-- Activity list --
**a)** In the report on Cyprus hospital pressure, rewrite the paragraph beginning "According to Charilaou, 40 patients" as one shorter sentence that keeps its figures.
**b)** List every number of deaths given in the report on Cyprus hospital pressure, with what each one refers to.
**c)** Write the next part of the report on Cyprus hospital intensive care units, starting after its final sentence.

-- Passage for review --
= = = = = = =

Cyprus’ health system is under pressure from rising numbers of COVID and non-coronavirus patients, dangerously filling up hospital Intensive Care Units.
In comments to Phileleftheros daily, the State Health Services Organisation (OKYPY) spokesperson Charalambos Charilaou said authorities fear the number of patients will push past hospital capacity.
Charilaou said the authority is concerned over the increase of intubated patients with coronavirus, who are either still contagious or recovered but remain in hospital.
“This comes as the number of deaths in January nears August’s record of 95.
“So far, this month, 86 people have lost their lives to the virus,” said Charilaou.
On Wednesday night, health authorities had reported another eight deaths.
According to Charilaou, 40 patients with coronavirus were being treated at the ICU of Nicosia General, of which 36 were intubated.
Another 13 patients still intubated were admitted with severe coronavirus symptoms but are now post-COVID cases.
“Some 19 patients are in the (Nicosia) ICU due to other serious health problems, with the total number of patients in the Intensive Care Unit reaching 72.
“Another six patients who have ceased to be contagious are still intubated at Limassol General ICU, while another six patients are in the ICU for other health problems.”

= = = = = = =

-- Exercise data --
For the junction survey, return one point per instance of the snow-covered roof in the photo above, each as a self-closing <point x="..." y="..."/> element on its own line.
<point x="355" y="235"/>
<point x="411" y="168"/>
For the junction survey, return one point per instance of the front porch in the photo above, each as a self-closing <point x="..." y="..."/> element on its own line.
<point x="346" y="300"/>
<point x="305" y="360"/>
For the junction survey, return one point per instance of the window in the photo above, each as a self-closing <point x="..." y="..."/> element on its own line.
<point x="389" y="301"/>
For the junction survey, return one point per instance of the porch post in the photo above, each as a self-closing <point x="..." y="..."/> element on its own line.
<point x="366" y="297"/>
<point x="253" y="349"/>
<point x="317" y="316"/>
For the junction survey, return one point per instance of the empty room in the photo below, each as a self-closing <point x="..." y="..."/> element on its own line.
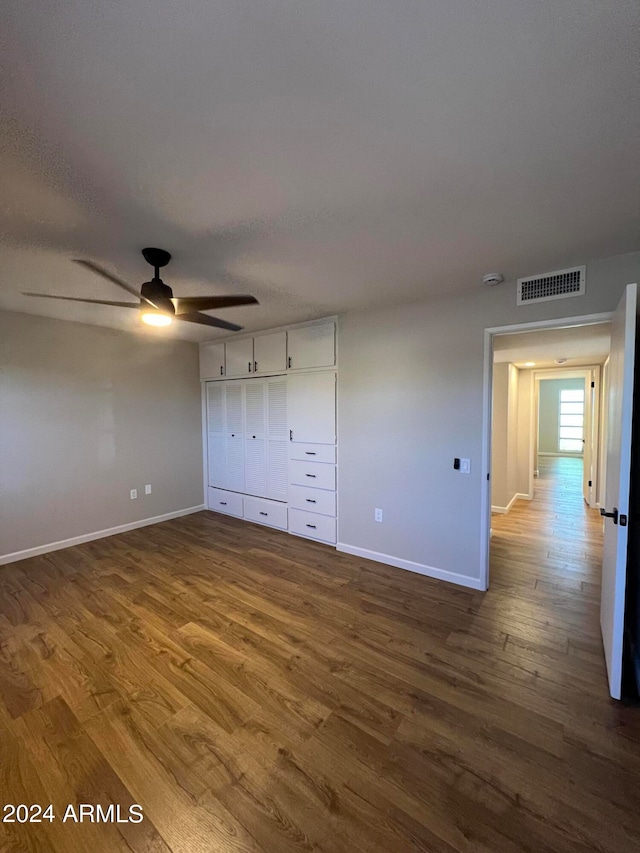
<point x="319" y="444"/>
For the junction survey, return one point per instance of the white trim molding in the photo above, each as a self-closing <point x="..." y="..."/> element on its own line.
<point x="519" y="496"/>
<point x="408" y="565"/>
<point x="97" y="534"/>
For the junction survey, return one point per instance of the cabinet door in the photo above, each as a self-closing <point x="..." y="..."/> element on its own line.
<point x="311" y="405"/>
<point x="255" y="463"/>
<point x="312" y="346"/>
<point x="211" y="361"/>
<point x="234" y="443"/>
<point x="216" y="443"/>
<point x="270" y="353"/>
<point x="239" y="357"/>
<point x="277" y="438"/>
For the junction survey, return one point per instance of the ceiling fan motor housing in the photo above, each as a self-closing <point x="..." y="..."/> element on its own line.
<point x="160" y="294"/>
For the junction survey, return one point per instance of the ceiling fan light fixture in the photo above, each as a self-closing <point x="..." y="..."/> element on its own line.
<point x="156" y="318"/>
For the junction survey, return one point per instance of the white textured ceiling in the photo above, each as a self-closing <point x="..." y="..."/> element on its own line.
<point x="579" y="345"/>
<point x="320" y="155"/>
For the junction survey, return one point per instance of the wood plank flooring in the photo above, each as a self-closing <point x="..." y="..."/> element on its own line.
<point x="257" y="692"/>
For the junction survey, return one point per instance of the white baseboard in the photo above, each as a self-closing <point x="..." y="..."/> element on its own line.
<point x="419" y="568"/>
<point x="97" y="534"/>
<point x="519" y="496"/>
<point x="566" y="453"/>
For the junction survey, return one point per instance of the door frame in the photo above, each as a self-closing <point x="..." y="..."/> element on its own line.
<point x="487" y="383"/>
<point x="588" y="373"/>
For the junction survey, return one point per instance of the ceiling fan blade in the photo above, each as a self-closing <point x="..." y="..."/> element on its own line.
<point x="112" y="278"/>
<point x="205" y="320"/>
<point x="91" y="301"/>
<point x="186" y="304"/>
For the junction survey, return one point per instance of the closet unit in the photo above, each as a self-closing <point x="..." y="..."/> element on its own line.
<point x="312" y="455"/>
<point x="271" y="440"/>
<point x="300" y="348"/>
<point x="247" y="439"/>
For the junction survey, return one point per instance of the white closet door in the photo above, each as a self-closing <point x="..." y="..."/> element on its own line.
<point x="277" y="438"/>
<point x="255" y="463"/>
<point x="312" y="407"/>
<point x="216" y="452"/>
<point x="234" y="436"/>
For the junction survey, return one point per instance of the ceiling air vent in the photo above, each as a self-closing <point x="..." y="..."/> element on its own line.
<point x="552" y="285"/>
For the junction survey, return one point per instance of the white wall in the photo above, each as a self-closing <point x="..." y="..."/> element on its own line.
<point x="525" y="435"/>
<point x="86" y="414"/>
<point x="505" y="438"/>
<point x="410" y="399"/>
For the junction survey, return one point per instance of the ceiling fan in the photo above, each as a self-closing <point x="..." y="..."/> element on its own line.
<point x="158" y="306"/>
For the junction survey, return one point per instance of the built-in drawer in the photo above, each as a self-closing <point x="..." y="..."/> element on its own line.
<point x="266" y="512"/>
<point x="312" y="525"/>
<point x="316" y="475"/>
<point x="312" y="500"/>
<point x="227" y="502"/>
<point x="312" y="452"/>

= = = = = = =

-- Solved tasks --
**a)** Charilaou said Nicosia General's ICU was treating 40 coronavirus patients, 36 of them intubated.

**b)**
- 95: the August record for deaths
- 86: deaths from the virus so far in January
- eight: further deaths reported by health authorities on Wednesday night

**c)**
“The Omicron variant is putting a strain on the health system as it affects the vulnerable, mainly the elderly and the unvaccinated”.
Charilaou urged people to get vaccinated or a booster, arguing that the numbers make for an irrefutable case favouring vaccination.
“Out of the 40 patients with COVID19 and the 13 who have recovered but are still in ICUs, only eight have been vaccinated, and just three have had a booster.
“Patients in ICUs are mainly elderly people.
“In recent days, the average age of patients treated with coronavirus is on the rise.
“When you have an average of 64 years, it means that you have a large number of people who belong to the older ages.”
He added that gradually the number of patients coming from nursing homes is growing, causing grave concern to the authority.
Head of the team advising the government on the coronavirus outbreak, Dr Constantinos Tsioutis, said that nursing homes are being closely monitored.
“During October and November 2020, we lost a lot of senior citizens.
“Vaccines have contributed to reducing the number of deaths among the elderly, but we need to be strict in complying with health protocols,” said Tsioutis.
He said most recent cases from care homes are mild because most nursing home residents are vaccinated.
“Unfortunately, we also have people who have lost their immunity or have not been vaccinated at all, and thus it is inevitable the number of infected people will increase, so will the number of people who end up in hospitals.
“We must strictly follow measures when it comes to protecting the elderly or people with health problems,” said Tsoutis.